- Exercise goal:
A faithful copy of the listing below is needed, with its pictures left out.

- Supplied records:
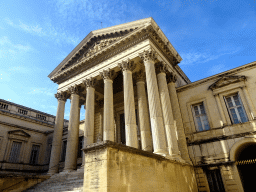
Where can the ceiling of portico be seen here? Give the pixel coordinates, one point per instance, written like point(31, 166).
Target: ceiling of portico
point(102, 44)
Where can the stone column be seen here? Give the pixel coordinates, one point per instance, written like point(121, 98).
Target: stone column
point(145, 130)
point(156, 116)
point(73, 131)
point(57, 135)
point(129, 107)
point(173, 149)
point(89, 114)
point(223, 119)
point(171, 79)
point(108, 126)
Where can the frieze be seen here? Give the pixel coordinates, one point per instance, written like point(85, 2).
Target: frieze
point(127, 65)
point(140, 35)
point(91, 82)
point(171, 77)
point(62, 96)
point(161, 67)
point(108, 74)
point(148, 55)
point(140, 76)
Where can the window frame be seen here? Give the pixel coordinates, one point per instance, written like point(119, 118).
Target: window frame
point(38, 154)
point(235, 107)
point(200, 117)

- Finished task:
Where can the ceiling of portico be seen here? Give the pixel coordinates, one point per instance, written like point(31, 166).
Target: ceiling of portico
point(102, 44)
Where can the stone column be seen here? Give the pixel coordinates, one point per instance, written like point(121, 98).
Target: stone column
point(145, 130)
point(156, 116)
point(73, 131)
point(57, 135)
point(129, 107)
point(173, 149)
point(89, 114)
point(223, 119)
point(171, 79)
point(108, 126)
Where can the frieze be seen here? Give the pixel coordinates, one point per instance, written like point(85, 2).
Target: frieze
point(127, 65)
point(140, 35)
point(91, 82)
point(171, 77)
point(62, 96)
point(161, 67)
point(108, 74)
point(148, 55)
point(140, 76)
Where can the window frame be seen here? Give the pixel coordinates, one point per instance, written like point(119, 118).
Target: window frame
point(38, 154)
point(235, 107)
point(200, 117)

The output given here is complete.